- _任务目标_
请把下面这篇讲 PyTorch 分类训练数据准备的文章里，从“train_num = len(train_dataset)”开始、一直往下到“json_file.write(json_str)”为止的部分一字不改地输出。
***** 选定文本 *****
简介
想用PyTorch 做分类任务的模型训练,找到一个使用模板,稍加调整并附上我的理解。
1. 数据准备
在这个阶段,传入batch_size, 传入训练样本的存储路径(image_path),数据储存格式如下:
Data
----class1
-----image01.png
-----image02.png
……
----class2
-----image11.png
-----image12.png
……
----class3
-----image21.png
-----image22.png
……
接下来就采用torch.utils.data.DataLoader将数据按照train 和 val 打包(这个函数的用法放在最后), 同时也使用了数据增强。
# 传入 batch_size
def train_val_data_process(batch_size:Int,image_path:str):
data_transform = {
"train": transforms.Compose([transforms.RandomResizedCrop(224),
transforms.RandomHorizontalFlip(),
transforms.ToTensor(),
transforms.Normalize([0.485, 0.456, 0.406], [0.229, 0.224, 0.225])]),
"val": transforms.Compose([transforms.Resize(256),
transforms.CenterCrop(224),
transforms.ToTensor(),
transforms.Normalize([0.485, 0.456, 0.406], [0.229, 0.224, 0.225])])}
# check the image_path exist or not
assert os.path.exists(image_path), "{} path does not exist.".format(image_path)
train_dataset = datasets.ImageFolder(root=os.path.join(image_path, "train"), transform=data_transform["train"])
train_num = len(train_dataset)
cl_list = train_dataset.class_to_idx
num_classes = len(cl_list)
print("Number of classes:", num_classes) #
cla_dict = dict((val, key) for key, val in cl_list.items())
# write dict into json file
json_str = json.dumps(cla_dict, indent=4)
with open('class_indices.json', 'w') as json_file:
json_file.write(json_str)
nw = min([os.cpu_count(), batch_size if batch_size > 1 else
***** 所示数据 *****
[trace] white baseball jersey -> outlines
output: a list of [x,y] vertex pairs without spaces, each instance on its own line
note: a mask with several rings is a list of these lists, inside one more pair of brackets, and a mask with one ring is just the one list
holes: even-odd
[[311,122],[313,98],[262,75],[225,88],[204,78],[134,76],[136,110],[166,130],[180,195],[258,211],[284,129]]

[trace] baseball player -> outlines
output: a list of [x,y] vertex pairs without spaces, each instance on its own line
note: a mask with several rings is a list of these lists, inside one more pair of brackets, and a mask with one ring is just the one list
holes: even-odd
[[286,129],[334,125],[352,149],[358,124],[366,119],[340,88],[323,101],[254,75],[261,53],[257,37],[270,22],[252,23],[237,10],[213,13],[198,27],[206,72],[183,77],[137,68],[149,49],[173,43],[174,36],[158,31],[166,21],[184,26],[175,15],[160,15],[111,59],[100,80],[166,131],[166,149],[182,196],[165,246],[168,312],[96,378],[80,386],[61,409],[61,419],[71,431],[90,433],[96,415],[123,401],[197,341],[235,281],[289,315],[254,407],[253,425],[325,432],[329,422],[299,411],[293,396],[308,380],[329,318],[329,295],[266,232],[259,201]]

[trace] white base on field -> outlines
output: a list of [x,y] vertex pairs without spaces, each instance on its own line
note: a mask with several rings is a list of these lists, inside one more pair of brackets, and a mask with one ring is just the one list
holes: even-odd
*****
- _本题输出_
train_num = len(train_dataset)
cl_list = train_dataset.class_to_idx
num_classes = len(cl_list)
print("Number of classes:", num_classes) #
cla_dict = dict((val, key) for key, val in cl_list.items())
# write dict into json file
json_str = json.dumps(cla_dict, indent=4)
with open('class_indices.json', 'w') as json_file:
json_file.write(json_str)